Le directeur d’ OP semblait avoir une mission: attaquer Giulio Andreotti. Avec un sarcasme féroce, le journaliste le critique pour ses rapports avec Salvo Lima et l’affuble de surnoms, certains entreront dans le jargon journalistique commun : Le divin Giulio, le parrain, Jusqu’au dernier, la couleuvre. Parmis ses autres objectifs également liés au groupe du pouvoir de Giulio Andreotti, se trouve Claudio Vitalone, avec lequel il semble avoir engagé un contentieux personnel.
Romoldo Cardellini, rédacteur en chef d’OP racconte: “jusqu’en 1975 c’était Vito miceli, chef du SID, qui envoyait ses notes vénéneuses contre Gianadelio Maletti, chef du Bureau D. Après son arrestation ( NDLR =celle de Miceli ) que mino Pecorelli nouera une amitié avec ce dernier. Ces généraux pour un motif ou pour un autre avaient tous un compte à régler avec Andreotti, ils se sentaient tous utlisés et jetés comme une maîtresse tahie, et leur rage trouvait écho dans les entrefilets de Mino».
Dans une interview publiée en Juin 1993 par le “Corriere Della sera” et signé par Paolo Graldi, l’avocat Gianfranco Rosini révéle : « J’étais allé le voir quelques heures avant son assasinat. Mino m’avait confié que pendant, à peu prés deux années il fut une sorte de secrétaire personnel d’Andreotti. Il lui dit : « C’est un personnage ambigü cet Andreotti » il répondit : « Un des plus grands criminels de l’histoire, je suis en préparation d’un fascicule extrêmement documenté qui révèlera qui est vraiment Andreotti ainsi que la nature et le nombre de ses crimes ».
Au matin du 20 mars Pecorelli rencontre le ministre Luciano Infelici. Il lui révéle qu’il a entre les mains du matériel « explosif » sur le fils de Francesco Arcaini directeur général d’Italcasse ( NDLR = banque publique ).
La Cours de Cassation n’a pas partagé la ligne des juges de Perugia selon laquelle Andreotti, dans les années 1970 avait favorisé des financements à la société de Nino Rovelli. Financements de complaisances et à fonds perdus venant non seulement du ministère pour le développement du « Mezzogiorno » ( NDLR = Italie du Sud ) dirigé par lui-même, mais également de l’institut de crédit de Italcasse qui fera ensuite faillite. En échange, il avait reçu de Rovelli d’importants pots de vin par le biais de chèques au porteur adressés à des prêtes noms. Ces ordres de crédits ont ensuite finis dans les mains des membres de la bande de la magliana, aux boss mafieux liés à Tano Badalamenti… Pecorelli, avant sa mort, est sur le point de publier sur sa revue OP les photocopies des matrices des chèques dans une chronique dont le titre aurait été « Les chéques du président ». Il n’en aura jamais le temps.

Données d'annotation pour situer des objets
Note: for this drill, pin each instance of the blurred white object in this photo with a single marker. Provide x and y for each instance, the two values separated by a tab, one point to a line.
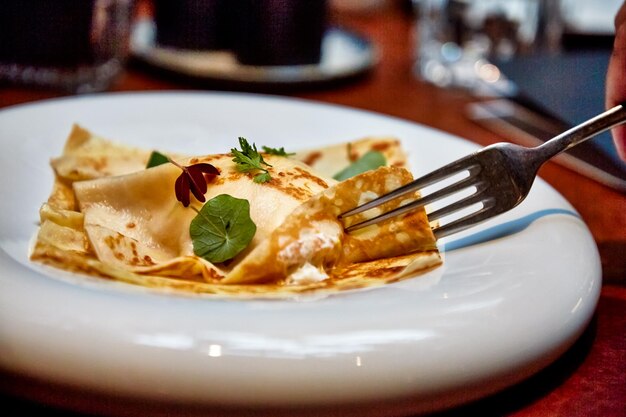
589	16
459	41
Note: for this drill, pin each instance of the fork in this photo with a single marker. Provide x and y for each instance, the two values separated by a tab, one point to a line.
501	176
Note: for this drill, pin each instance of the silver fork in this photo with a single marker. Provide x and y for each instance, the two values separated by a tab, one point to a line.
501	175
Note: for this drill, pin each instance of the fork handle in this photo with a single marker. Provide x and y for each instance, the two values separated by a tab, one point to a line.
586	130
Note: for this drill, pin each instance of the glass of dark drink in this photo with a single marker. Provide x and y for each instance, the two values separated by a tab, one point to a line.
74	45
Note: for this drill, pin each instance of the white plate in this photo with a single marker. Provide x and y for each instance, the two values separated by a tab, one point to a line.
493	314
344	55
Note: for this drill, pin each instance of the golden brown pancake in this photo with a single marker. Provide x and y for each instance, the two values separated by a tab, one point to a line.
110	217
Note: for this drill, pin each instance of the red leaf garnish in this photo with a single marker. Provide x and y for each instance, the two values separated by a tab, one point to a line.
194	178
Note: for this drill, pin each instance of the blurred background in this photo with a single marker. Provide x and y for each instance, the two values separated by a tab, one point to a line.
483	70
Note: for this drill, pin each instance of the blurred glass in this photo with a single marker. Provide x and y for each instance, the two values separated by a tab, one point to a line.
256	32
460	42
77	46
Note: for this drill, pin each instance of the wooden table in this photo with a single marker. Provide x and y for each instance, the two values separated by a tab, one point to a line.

Consigne A>
Dites si chacune des affirmations suivantes est conforme au texte sur Mino Pecorelli : (i) Pecorelli rencontre le ministre Luciano Infelici au matin du 20 mars ; (ii) la Cour de cassation a suivi les juges de Pérouse au sujet des financements à la société de Nino Rovelli ; (iii) Pecorelli a pu publier dans OP les photocopies des chèques. Pour chacune, répondez par oui ou non et citez les mots du texte qui tranchent.
Consigne B>
Rédigez la suite du texte sur Mino Pecorelli et Giulio Andreotti, en reprenant juste après sa dernière phrase.
Vous pouvez laisser la liste de côté, elle ne sert pas ici.

Réponse attendue A>
(i) Oui : « Au matin du 20 mars Pecorelli rencontre le ministre Luciano Infelici. »
(ii) Non : « La Cours de Cassation n’a pas partagé la ligne des juges de Perugia »
(iii) Non : « Il n’en aura jamais le temps. »

Réponse attendue B>
Pecorelli est un homme seul. Sa sœur, Rosita, se souvient de leur derniére rencontre ; » un mois avant d’être assassiné, il me pria d’aller à sa maison. Il était léssivé, il me dit qu’il n’avait plus de famille, qu’il fasait tout en solitaire, que le mal à la tête le torturait. Il pleurait comme un enfant. Il m’a semblé également térrifié».
En mars 1978 “OP” devient hebdomadaire.Pecorelli annonce que le 15 Mars 1978 il arrivera quelque chose de très grave en Italie. Il se trompe d’un jour.Le 16 mars, Moro est enlevé et son escorte exécutée. Par la suite on apprendra que les BR avaient initialement décidées d’enlever Moro le 15 Mars. Le journal publie trois lettres inédites du leader de la Démocratie Chrétienne, expédiées à la famille et aux amis. Pecorelli prophétise également la mort du général Dalla Chiesa. Selon Pecorelli, durant l’enlévement Moro, Dalla Chiesa avait informé le ministre de l’intérieur Cossiga que les caches de Moro étaient au nombre de deux. Mais cossiga n’avait pu rien faire. Le Général Amen soutiendra Pecorelli en 1978.Par la suite il sera tué.
Le journaliste enquête sur les secrets du délit Moro.En janvier 1979 il se rend à la prison de Cuneo avec Dalla chiesa. Ils sont à la recherche du mémorial Moro. Il est tout près de la découverte d’inquiétantes vérités. Il craint pour sa propre vie. Il est menacé. Dans le journal parait une note « Pour le futur » : « Nos lecteurs et ceux qui nous estiment sauront reconnaître immédiatement la main qui a armé ceux qui voudront toucher seulement à un de nos cheveux».
Une chose est sûre, Pecorelli sait beaucoup de choses sur le cas Moro. De son journal il lance des messages ambigus. Dans les numéros 27, 28, 29 de OP, en octobre 1978, le journaliste écrit : « je ne crois pas à l’authenticité du mémorial, ni à son intégrité, ou aux banalités qui ont été portées au grand jour. Moro ne peut avoir dit ces choses, en tous cas pas uniquement ces choses archi-connues ; il n’était pas idiot, en disant uniquement ces choses là, il savait qu’il ne sortirait pas vivant de sa prison. Il y a donc autre chose. Au moins nous savons maintenant, qu’il y a des faux mémoriaux et de vrais mémoriaux. Celui qui circule est en plus mal ficelé. Mais avec l’utilisation politique qui sera faite par le vrai, et avec la récupération de certaines bandes magnétiques dans lesquelles Moro parle de vive voix, le jeu de massacre sera ouvert. De là commenceront les rançons.
Avec le matériel récupéré à ce jour, la bombe Moro n’a pas explosée comme beaucoup pouvait s’y attendre. Giulio Andreotti est un homme extrêment chanceux.
En janvier 1979 Pecorelli annonce de nouvelles révélations sur le cas Moro : « Nous reparlerons du fourgon, des pilotes, du jeune homme avec le blouson bleu vu a Via Fani, de la pellicule photo, du garage comprehensif qui a fait gardiennage des voitures qui ont servie à l’opération, du prêtre contacté par les BR, du passage à niveau du centre de Rome, des tractations entreprises… ». Cela reste une annonce : le 20 mars 1979 , le directeur d’OP est assassiné.